Problem to solve -
Report how many lines in the records below contain the string "stalk", matching case exactly. Give only the number.

━━━━━━━━━━━━━━━━

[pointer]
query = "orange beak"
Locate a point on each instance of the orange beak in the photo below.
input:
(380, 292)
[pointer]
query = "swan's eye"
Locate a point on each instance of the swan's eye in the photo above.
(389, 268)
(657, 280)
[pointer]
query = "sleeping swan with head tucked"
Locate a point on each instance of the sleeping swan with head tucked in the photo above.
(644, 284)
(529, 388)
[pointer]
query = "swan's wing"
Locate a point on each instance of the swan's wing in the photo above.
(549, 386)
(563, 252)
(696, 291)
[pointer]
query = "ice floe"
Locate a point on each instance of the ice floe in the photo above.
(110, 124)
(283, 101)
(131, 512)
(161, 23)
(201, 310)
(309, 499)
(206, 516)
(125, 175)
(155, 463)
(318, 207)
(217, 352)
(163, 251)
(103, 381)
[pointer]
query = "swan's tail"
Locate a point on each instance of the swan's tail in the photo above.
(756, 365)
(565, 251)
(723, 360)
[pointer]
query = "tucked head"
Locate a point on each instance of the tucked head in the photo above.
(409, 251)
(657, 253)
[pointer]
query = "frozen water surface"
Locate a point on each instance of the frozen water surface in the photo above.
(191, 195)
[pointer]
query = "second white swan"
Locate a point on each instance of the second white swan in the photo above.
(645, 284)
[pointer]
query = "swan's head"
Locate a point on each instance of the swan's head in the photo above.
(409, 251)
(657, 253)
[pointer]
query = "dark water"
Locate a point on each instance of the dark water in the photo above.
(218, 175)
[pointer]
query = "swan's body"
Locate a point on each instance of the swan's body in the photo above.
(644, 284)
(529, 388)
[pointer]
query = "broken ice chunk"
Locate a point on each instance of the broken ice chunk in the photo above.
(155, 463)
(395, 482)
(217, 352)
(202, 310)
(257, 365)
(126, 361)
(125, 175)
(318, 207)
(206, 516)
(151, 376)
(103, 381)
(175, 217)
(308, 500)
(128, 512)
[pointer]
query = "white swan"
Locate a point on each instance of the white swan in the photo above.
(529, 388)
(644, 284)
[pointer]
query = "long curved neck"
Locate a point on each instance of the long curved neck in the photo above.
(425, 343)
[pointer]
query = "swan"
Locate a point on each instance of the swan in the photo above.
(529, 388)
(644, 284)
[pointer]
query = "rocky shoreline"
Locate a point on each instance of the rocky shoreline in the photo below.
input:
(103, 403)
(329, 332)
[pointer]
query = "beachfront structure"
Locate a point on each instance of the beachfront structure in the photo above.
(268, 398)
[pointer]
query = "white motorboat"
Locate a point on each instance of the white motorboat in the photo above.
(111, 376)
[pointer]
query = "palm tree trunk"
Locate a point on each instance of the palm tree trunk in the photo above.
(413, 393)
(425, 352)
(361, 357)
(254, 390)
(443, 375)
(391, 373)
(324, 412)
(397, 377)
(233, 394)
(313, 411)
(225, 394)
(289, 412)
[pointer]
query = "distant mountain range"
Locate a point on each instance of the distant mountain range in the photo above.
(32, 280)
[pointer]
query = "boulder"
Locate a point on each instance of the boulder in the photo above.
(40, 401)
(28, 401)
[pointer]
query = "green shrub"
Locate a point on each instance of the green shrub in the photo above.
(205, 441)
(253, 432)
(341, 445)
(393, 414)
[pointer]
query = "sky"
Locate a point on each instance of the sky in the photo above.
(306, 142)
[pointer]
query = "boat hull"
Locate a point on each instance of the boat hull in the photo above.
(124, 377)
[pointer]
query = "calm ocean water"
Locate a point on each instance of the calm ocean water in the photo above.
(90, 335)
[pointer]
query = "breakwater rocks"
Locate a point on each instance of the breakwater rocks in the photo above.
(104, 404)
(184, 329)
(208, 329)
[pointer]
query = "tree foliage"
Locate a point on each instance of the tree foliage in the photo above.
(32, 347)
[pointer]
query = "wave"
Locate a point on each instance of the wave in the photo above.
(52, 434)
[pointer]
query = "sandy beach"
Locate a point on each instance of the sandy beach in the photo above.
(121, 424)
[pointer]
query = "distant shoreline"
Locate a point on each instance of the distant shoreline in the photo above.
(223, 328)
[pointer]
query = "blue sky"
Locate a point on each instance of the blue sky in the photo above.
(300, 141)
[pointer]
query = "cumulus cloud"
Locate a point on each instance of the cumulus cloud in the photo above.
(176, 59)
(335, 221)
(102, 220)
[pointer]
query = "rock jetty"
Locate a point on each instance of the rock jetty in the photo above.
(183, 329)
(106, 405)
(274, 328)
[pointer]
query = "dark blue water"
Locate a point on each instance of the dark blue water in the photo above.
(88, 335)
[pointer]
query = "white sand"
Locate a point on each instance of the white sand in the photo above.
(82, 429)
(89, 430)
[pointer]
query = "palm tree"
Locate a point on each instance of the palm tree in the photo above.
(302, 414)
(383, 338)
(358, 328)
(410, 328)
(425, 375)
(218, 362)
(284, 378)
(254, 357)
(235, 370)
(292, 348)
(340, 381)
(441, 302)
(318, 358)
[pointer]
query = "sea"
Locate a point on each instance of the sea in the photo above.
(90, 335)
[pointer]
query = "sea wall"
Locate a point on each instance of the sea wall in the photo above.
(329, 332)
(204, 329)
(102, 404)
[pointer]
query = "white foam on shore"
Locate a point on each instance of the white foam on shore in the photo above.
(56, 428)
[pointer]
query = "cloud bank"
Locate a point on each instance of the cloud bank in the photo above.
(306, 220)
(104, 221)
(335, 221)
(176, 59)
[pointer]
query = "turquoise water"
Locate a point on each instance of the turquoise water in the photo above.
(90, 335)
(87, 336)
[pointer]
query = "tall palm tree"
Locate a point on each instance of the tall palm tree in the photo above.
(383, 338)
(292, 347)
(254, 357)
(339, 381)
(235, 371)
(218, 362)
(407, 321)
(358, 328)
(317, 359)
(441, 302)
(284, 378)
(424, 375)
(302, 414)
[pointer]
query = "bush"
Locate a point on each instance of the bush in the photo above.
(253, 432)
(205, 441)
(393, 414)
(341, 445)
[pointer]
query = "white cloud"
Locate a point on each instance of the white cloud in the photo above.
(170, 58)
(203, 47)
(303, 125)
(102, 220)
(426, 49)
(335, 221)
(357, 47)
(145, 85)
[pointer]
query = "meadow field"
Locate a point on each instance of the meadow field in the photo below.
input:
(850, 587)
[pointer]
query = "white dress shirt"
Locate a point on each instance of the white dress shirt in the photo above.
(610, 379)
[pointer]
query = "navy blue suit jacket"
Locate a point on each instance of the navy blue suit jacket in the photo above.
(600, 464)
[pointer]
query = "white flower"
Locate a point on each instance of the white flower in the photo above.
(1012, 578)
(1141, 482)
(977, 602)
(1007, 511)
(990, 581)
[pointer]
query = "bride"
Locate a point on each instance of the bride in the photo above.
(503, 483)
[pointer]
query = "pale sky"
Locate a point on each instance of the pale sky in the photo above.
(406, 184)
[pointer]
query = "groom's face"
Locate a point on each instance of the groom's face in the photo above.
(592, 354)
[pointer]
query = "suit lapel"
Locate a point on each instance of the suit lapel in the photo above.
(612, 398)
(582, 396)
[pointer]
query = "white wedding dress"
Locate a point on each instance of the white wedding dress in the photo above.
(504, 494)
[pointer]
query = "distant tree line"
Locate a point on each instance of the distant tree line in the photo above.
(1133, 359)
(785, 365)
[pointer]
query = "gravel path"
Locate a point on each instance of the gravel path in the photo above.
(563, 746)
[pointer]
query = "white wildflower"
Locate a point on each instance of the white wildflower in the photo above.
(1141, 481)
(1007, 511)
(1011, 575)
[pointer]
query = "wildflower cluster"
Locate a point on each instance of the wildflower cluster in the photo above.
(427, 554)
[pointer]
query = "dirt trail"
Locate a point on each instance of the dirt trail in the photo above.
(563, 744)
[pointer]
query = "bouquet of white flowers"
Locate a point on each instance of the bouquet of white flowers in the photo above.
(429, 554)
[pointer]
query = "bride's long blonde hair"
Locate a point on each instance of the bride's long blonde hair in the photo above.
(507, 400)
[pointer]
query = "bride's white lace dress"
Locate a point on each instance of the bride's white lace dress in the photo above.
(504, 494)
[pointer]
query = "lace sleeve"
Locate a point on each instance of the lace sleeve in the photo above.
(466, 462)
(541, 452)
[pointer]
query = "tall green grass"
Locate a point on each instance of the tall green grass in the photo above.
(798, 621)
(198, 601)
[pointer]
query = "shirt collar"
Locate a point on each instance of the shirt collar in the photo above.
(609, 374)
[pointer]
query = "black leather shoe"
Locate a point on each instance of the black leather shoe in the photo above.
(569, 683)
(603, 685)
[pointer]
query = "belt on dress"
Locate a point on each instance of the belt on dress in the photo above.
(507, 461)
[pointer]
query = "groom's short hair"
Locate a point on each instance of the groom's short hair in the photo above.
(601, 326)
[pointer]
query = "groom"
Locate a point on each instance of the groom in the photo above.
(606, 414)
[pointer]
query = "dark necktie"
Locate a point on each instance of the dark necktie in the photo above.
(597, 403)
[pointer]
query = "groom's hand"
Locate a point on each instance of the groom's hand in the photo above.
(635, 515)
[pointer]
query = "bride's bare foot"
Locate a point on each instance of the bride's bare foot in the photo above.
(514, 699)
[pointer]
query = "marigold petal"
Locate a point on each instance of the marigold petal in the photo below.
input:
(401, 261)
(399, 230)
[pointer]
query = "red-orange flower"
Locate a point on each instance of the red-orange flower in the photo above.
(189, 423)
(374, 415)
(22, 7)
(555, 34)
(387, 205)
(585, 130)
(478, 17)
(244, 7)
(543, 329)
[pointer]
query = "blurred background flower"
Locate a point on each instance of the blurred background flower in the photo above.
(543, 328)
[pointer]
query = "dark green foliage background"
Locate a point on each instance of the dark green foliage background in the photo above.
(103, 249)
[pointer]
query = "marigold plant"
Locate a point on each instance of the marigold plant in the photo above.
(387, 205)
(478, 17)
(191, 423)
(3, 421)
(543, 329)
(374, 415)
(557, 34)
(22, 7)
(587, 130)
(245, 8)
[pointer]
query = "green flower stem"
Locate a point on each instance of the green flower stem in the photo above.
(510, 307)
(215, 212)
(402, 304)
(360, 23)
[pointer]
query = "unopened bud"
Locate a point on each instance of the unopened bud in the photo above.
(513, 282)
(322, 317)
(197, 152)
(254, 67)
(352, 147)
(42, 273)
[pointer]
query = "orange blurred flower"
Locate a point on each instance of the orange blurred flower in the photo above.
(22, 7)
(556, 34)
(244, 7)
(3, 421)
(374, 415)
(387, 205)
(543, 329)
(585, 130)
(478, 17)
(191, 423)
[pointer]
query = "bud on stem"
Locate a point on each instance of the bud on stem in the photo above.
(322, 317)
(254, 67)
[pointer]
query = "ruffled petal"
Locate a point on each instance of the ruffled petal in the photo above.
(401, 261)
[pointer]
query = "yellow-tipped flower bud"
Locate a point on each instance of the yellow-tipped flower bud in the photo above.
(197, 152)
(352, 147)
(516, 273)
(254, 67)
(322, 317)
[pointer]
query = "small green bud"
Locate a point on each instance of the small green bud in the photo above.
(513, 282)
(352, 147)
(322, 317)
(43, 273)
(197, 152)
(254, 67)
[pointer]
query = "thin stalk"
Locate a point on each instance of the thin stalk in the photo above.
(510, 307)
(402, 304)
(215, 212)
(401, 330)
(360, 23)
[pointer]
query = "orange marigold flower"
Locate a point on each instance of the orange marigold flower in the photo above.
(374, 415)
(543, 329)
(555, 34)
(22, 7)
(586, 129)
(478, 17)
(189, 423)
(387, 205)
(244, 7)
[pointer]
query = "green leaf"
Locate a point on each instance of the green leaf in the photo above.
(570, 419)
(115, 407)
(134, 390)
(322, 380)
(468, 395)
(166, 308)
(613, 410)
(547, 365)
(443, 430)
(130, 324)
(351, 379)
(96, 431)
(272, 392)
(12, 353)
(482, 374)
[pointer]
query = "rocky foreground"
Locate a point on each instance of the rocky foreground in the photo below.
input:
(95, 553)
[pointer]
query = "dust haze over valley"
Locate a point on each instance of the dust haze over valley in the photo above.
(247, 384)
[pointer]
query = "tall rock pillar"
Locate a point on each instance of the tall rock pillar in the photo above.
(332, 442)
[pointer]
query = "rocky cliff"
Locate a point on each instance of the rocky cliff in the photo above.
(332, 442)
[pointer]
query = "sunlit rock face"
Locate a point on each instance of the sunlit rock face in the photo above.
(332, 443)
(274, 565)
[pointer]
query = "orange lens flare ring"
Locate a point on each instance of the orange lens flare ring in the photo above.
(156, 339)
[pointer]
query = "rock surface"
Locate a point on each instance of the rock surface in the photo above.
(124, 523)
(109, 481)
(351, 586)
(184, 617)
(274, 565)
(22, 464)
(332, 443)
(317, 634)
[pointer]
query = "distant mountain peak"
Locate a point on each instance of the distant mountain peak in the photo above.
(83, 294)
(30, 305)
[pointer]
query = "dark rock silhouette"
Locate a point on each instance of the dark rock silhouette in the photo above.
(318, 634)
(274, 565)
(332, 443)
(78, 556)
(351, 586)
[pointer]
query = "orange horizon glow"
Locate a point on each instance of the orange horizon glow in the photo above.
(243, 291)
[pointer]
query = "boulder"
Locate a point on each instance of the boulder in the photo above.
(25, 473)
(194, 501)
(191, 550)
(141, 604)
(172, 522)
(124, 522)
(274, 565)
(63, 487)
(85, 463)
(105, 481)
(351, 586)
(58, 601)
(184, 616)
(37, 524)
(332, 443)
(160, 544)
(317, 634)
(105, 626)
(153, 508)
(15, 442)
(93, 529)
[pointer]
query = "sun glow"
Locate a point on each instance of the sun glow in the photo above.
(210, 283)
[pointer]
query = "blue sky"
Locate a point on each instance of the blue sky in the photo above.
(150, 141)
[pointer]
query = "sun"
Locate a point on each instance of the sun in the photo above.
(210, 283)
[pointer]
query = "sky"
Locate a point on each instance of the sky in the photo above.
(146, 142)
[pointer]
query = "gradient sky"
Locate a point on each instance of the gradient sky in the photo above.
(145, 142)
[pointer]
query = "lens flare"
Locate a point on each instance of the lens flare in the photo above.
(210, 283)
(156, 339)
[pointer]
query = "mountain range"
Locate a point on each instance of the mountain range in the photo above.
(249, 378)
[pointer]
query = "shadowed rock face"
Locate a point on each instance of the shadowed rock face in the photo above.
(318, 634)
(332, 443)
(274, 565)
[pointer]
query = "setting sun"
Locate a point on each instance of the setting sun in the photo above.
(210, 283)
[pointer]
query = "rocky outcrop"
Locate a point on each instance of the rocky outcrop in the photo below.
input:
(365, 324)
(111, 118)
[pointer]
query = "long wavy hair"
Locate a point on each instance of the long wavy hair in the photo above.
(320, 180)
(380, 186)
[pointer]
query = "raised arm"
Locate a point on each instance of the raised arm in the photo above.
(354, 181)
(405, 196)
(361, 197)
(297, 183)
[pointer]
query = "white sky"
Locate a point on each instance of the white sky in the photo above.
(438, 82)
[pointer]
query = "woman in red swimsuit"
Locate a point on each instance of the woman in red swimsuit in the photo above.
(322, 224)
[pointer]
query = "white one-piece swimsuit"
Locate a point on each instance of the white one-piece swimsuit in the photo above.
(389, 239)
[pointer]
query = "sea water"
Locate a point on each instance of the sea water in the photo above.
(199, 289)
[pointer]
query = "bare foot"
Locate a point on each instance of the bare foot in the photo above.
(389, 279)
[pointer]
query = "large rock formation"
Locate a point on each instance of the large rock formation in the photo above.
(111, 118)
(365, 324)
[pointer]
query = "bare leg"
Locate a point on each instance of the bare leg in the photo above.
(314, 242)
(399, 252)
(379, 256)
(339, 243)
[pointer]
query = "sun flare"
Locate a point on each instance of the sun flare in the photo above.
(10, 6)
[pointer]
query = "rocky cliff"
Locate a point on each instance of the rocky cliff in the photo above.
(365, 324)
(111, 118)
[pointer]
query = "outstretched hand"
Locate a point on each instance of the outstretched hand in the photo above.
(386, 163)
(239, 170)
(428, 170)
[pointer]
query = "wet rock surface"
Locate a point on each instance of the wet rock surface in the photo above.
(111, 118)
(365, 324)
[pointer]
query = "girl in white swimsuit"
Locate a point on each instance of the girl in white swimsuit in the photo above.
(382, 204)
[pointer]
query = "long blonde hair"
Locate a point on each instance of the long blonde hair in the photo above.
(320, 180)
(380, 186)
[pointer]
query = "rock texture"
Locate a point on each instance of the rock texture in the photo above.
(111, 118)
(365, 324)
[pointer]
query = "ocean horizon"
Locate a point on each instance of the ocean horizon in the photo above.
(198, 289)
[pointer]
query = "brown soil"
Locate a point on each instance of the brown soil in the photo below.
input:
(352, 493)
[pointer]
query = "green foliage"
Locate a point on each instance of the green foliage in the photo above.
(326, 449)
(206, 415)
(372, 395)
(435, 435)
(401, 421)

━━━━━━━━━━━━━━━━

Reply -
2